**INSTRUCTIONS TO FOLLOW:**
Pick out every line in the records below that contains the word "window", and copy each one. The match is case-sensitive.
====== SUPPLIED RECORDS ======
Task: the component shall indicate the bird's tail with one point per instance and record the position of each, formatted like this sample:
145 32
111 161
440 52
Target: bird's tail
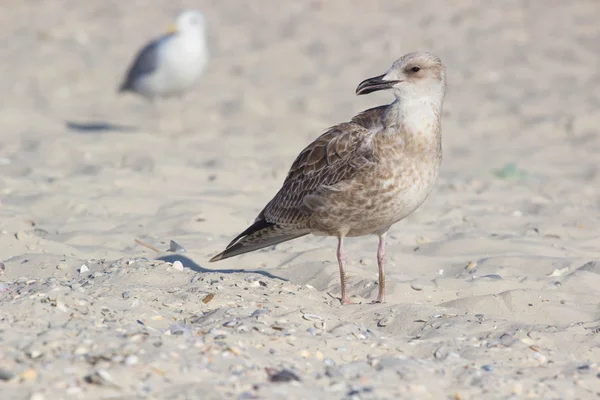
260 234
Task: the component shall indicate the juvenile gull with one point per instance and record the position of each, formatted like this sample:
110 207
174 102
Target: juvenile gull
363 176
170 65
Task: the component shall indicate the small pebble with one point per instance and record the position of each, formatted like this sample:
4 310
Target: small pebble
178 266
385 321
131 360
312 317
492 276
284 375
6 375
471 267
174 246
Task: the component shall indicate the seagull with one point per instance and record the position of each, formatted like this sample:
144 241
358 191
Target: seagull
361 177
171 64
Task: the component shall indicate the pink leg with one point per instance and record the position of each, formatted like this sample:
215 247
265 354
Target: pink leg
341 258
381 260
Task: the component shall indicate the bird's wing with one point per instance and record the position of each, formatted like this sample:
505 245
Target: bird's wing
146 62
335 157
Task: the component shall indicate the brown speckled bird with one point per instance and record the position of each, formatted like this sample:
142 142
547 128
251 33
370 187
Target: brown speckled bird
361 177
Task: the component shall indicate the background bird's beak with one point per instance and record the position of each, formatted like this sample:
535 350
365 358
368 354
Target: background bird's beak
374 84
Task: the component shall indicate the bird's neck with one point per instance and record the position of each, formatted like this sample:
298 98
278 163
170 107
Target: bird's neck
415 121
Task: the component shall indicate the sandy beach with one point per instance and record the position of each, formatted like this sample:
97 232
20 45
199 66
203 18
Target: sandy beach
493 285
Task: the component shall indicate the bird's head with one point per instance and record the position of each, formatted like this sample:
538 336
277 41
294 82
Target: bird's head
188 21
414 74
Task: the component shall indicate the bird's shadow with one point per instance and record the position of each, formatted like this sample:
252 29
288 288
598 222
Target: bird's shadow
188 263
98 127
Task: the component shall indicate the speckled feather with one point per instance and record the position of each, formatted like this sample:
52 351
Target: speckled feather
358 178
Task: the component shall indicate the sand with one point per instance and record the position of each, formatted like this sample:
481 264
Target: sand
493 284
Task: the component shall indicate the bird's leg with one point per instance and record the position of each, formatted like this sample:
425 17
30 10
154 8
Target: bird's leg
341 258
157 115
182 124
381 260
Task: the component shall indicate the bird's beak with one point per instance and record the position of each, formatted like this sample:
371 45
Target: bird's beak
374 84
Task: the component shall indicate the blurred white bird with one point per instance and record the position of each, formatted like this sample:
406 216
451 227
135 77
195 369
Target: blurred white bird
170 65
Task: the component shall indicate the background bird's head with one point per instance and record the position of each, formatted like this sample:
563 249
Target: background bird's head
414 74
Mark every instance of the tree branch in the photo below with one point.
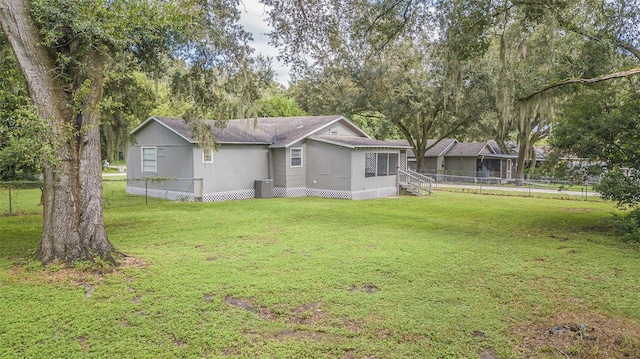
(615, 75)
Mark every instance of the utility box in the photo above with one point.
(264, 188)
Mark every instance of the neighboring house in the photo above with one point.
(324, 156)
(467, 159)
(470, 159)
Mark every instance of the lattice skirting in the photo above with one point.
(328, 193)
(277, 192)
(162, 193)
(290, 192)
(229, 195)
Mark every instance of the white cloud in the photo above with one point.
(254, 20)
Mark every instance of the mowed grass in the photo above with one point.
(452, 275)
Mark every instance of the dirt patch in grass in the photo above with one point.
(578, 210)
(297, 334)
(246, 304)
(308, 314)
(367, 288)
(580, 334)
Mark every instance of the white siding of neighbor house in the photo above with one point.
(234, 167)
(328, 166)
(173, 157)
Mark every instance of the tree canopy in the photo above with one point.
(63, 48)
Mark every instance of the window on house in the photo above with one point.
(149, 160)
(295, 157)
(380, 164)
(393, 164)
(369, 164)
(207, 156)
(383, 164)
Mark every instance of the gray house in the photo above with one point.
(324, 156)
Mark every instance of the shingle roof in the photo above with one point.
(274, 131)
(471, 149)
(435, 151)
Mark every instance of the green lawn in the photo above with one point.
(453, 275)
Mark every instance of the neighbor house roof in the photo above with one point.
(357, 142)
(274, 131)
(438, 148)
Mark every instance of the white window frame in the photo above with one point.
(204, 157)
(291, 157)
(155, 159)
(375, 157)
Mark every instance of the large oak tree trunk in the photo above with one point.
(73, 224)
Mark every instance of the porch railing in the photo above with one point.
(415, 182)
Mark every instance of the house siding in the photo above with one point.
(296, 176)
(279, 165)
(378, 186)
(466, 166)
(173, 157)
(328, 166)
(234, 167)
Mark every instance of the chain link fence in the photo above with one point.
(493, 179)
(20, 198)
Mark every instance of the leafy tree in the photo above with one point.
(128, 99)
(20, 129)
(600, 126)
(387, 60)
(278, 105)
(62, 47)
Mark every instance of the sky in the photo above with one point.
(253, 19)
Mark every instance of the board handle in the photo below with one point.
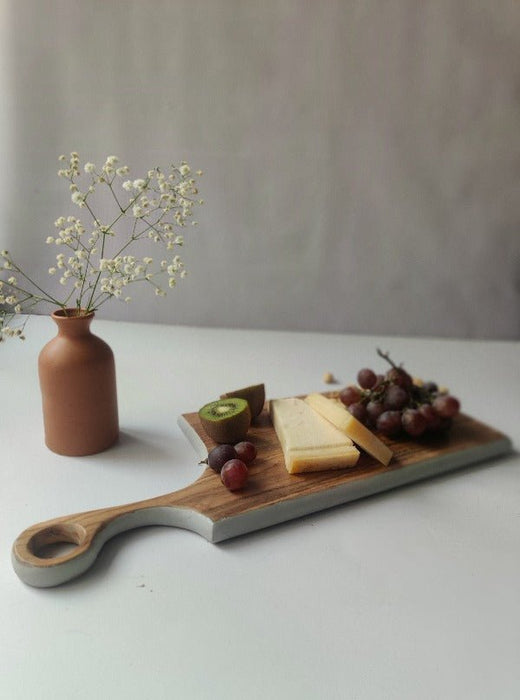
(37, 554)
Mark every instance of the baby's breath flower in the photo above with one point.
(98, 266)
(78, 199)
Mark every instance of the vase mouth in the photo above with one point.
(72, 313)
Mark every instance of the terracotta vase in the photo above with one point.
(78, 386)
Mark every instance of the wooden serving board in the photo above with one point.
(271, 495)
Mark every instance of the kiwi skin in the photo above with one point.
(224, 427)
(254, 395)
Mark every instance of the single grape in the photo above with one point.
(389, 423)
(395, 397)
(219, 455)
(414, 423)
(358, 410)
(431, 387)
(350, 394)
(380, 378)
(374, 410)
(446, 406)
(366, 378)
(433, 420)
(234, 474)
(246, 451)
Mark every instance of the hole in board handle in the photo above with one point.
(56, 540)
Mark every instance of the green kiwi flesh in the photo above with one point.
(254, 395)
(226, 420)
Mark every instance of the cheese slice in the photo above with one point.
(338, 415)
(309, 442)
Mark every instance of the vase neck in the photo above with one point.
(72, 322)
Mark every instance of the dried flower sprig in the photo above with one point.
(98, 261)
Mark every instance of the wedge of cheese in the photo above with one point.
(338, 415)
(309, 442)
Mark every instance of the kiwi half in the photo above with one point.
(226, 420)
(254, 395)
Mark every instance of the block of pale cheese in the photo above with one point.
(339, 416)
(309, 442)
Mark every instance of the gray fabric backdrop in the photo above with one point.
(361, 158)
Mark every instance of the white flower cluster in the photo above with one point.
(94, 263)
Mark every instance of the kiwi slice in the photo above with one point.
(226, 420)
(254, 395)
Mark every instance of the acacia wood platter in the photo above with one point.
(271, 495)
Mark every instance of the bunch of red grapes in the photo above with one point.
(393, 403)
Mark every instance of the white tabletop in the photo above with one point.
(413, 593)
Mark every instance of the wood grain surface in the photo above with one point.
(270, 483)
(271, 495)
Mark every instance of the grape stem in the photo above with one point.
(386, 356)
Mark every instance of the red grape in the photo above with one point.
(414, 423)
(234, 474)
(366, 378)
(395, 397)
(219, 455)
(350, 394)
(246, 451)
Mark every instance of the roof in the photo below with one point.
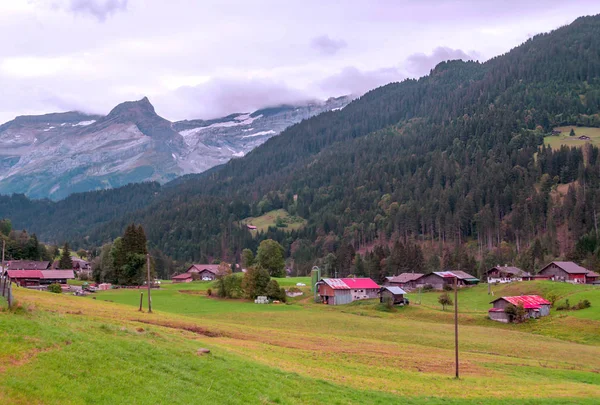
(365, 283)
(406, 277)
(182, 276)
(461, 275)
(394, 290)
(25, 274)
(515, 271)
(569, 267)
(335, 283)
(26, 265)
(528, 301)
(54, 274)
======
====== SUPPLIED RECORDS ======
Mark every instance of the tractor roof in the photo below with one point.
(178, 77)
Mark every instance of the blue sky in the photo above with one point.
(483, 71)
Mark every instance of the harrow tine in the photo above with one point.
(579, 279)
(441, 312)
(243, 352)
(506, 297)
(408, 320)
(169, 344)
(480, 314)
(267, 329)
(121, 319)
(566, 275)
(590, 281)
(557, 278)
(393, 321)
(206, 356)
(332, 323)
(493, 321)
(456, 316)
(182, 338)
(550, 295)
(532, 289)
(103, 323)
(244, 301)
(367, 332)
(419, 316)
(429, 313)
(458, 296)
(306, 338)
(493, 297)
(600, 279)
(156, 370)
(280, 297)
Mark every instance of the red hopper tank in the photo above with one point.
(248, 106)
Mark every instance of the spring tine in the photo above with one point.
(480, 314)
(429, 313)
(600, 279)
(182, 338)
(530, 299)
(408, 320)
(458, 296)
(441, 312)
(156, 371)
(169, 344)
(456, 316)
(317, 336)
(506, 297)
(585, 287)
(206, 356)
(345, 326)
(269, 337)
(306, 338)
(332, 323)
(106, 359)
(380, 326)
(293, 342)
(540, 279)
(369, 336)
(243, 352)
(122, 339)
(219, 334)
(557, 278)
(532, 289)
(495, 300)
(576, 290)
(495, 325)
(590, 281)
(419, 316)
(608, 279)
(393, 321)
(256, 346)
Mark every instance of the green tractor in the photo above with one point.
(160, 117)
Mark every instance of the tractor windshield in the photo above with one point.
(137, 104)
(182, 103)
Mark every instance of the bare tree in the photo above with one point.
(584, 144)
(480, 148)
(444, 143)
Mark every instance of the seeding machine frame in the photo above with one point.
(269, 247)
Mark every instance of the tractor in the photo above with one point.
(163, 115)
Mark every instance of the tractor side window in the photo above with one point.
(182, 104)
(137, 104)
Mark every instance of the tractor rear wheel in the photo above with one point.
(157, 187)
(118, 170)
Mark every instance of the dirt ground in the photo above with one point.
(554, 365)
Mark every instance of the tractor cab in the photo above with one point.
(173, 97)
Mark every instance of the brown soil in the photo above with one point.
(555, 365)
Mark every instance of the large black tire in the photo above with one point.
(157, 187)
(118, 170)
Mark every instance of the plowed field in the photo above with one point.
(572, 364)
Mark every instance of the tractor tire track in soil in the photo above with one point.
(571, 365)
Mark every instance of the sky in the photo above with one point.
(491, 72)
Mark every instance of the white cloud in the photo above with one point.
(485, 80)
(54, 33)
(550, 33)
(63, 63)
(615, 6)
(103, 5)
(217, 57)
======
====== SUPPLIED RECORDS ======
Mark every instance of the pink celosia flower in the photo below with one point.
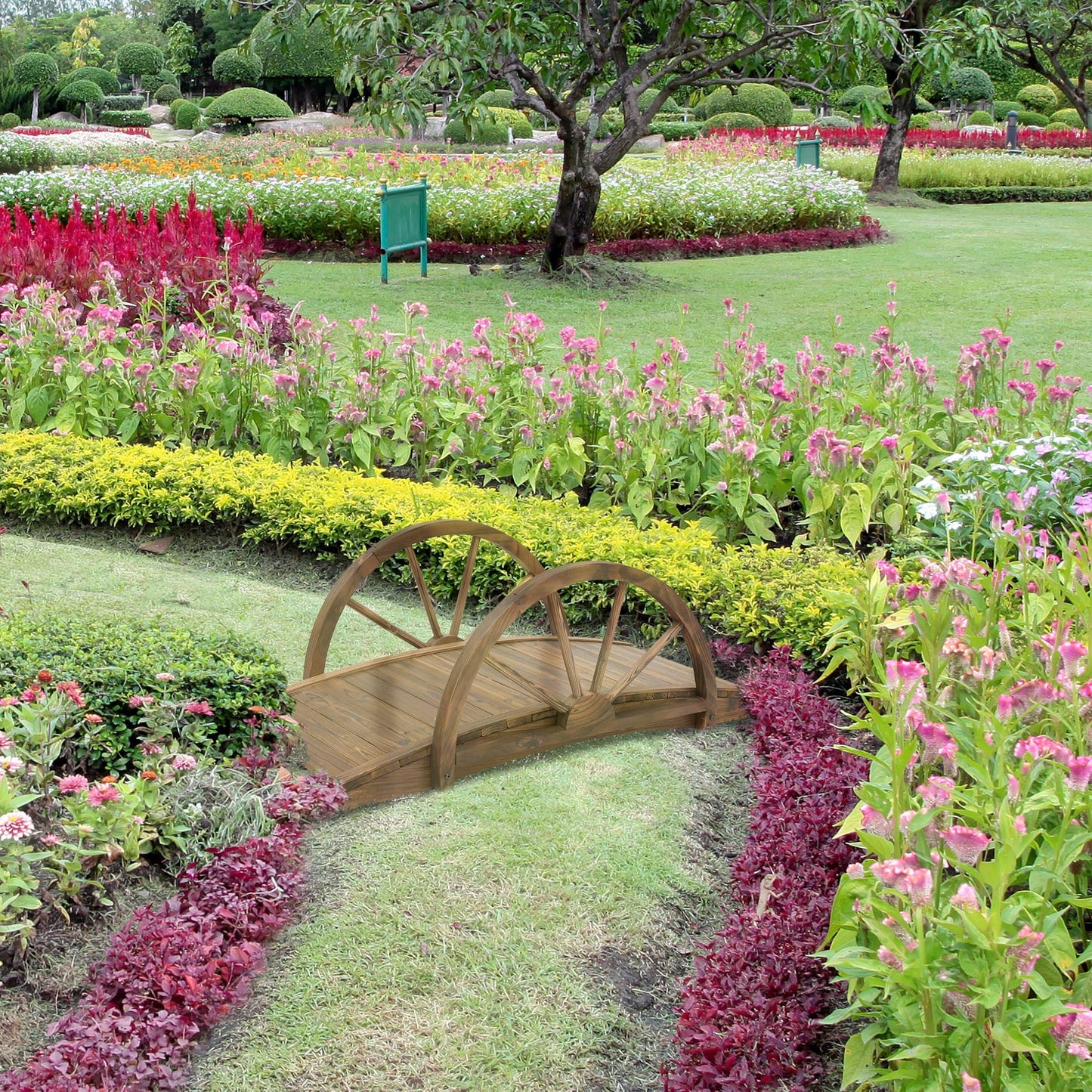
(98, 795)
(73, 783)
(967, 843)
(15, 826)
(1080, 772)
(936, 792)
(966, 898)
======
**ANSWER FOR THE TASK:**
Mark every instance of the window on house in the photo above with one point.
Mark every instance of the white window frame in the photo above with one point.
Mark every instance of the tractor side window in the photo above with one point.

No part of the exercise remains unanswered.